◆ SELECTED PASSAGE:
+ + + + + + +

TransWikia.com

Is there a straightforward way to run pandas.DataFrame.isin in parallel?

Data Science Asked by Therriault on February 11, 2021

I have a modeling and scoring program that makes heavy use of the DataFrame.isin function of pandas, searching through lists of facebook “like” records of individual users for each of a few thousand specific pages. This is the most time-consuming part of the program, more so than the modeling or scoring pieces, simply because it only runs on one core while the rest runs on a few dozen simultaneously.

Though I know I could manually break up the dataframe into chunks and run the operation in parallel, is there any straightforward way to do that automatically? In other words, is there any kind of package out there that will recognize I’m running an easily-delegated operation and automatically distribute it? Perhaps that’s asking for too much, but I’ve been surprised enough in the past by what’s already available in Python, so I figure it’s worth asking.

Any other suggestions about how this might be accomplished (even if not by some magic unicorn package!) would also be appreciated. Mainly, just trying to find a way to shave off 15-20 minutes per run without spending an equal amount of time coding the solution.

4 Answers

Unfortunately, parallelization is not yet implemented in pandas. You can join this github issue if you want to participate in the development of this feature.

+ + + + + + +

◆ Data records:
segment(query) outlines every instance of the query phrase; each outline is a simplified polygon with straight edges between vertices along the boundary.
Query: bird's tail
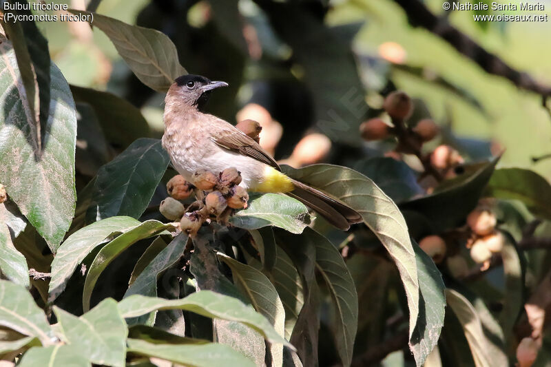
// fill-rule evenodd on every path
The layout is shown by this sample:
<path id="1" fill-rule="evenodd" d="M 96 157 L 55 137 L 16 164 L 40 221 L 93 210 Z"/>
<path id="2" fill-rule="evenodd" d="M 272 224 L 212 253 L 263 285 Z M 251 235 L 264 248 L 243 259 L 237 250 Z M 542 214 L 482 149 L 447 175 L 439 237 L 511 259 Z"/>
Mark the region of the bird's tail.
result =
<path id="1" fill-rule="evenodd" d="M 351 224 L 362 222 L 362 216 L 350 207 L 300 181 L 292 181 L 295 189 L 287 194 L 315 210 L 339 229 L 346 231 Z"/>

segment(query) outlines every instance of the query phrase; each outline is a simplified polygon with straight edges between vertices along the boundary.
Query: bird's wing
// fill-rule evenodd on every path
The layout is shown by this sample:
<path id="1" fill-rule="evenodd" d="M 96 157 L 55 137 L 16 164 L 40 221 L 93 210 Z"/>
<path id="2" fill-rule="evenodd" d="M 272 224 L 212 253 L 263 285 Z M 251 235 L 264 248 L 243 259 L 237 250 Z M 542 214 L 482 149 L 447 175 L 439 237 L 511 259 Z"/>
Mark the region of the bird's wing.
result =
<path id="1" fill-rule="evenodd" d="M 220 147 L 260 160 L 280 171 L 276 160 L 264 150 L 258 143 L 245 135 L 241 130 L 218 118 L 212 121 L 218 129 L 212 134 L 212 140 Z"/>

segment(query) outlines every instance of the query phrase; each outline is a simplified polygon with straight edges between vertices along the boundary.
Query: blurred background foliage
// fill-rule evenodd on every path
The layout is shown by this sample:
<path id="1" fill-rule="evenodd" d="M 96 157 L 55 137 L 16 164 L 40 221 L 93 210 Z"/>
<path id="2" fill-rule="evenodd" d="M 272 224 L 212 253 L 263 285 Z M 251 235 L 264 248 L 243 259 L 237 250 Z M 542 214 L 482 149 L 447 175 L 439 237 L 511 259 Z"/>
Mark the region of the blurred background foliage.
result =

+ + + + + + +

◆ LIST OF TASKS:
1 > From the forum thread on running pandas isin in parallel, list every sentence that ends with a question mark.
2 > Return every line of the data records unchanged, from the first entry through the last. Leave out the picture placeholders.

◆ TASK-BY-TASK OUTPUTS:
1 >
- Is there a straightforward way to run pandas.DataFrame.isin in parallel?
- Though I know I could manually break up the dataframe into chunks and run the operation in parallel, is there any straightforward way to do that automatically?
- In other words, is there any kind of package out there that will recognize I’m running an easily-delegated operation and automatically distribute it?

2 >
segment(query) outlines every instance of the query phrase; each outline is a simplified polygon with straight edges between vertices along the boundary.
Query: bird's tail
// fill-rule evenodd on every path
The layout is shown by this sample:
<path id="1" fill-rule="evenodd" d="M 96 157 L 55 137 L 16 164 L 40 221 L 93 210 Z"/>
<path id="2" fill-rule="evenodd" d="M 272 224 L 212 253 L 263 285 Z M 251 235 L 264 248 L 243 259 L 237 250 Z M 542 214 L 482 149 L 447 175 L 439 237 L 511 259 Z"/>
Mark the region of the bird's tail.
result =
<path id="1" fill-rule="evenodd" d="M 351 224 L 362 222 L 362 216 L 350 207 L 300 181 L 292 181 L 295 189 L 287 194 L 315 210 L 339 229 L 346 231 Z"/>

segment(query) outlines every instance of the query phrase; each outline is a simplified polygon with straight edges between vertices along the boundary.
Query: bird's wing
// fill-rule evenodd on every path
The layout is shown by this sample:
<path id="1" fill-rule="evenodd" d="M 96 157 L 55 137 L 16 164 L 40 221 L 93 210 Z"/>
<path id="2" fill-rule="evenodd" d="M 272 224 L 212 253 L 263 285 Z M 251 235 L 264 248 L 243 259 L 237 250 Z M 542 214 L 482 149 L 447 175 L 439 237 L 511 259 Z"/>
Mark the region of the bird's wing.
result =
<path id="1" fill-rule="evenodd" d="M 220 147 L 260 160 L 280 171 L 276 160 L 264 150 L 258 143 L 245 135 L 241 130 L 218 118 L 212 121 L 218 129 L 212 134 L 212 140 Z"/>

segment(query) outlines every instance of the query phrase; each outline is a simplified polygon with straight edges between vertices along the boundary.
Query: blurred background foliage
// fill-rule evenodd on every path
The layout is shown by this sample:
<path id="1" fill-rule="evenodd" d="M 96 157 L 55 137 L 16 164 L 40 221 L 93 210 Z"/>
<path id="2" fill-rule="evenodd" d="M 272 224 L 212 253 L 263 285 Z M 251 235 L 264 248 L 243 259 L 237 250 Z M 542 214 L 482 149 L 447 175 L 439 237 L 511 259 Z"/>
Mark the region of the blurred background foliage.
result =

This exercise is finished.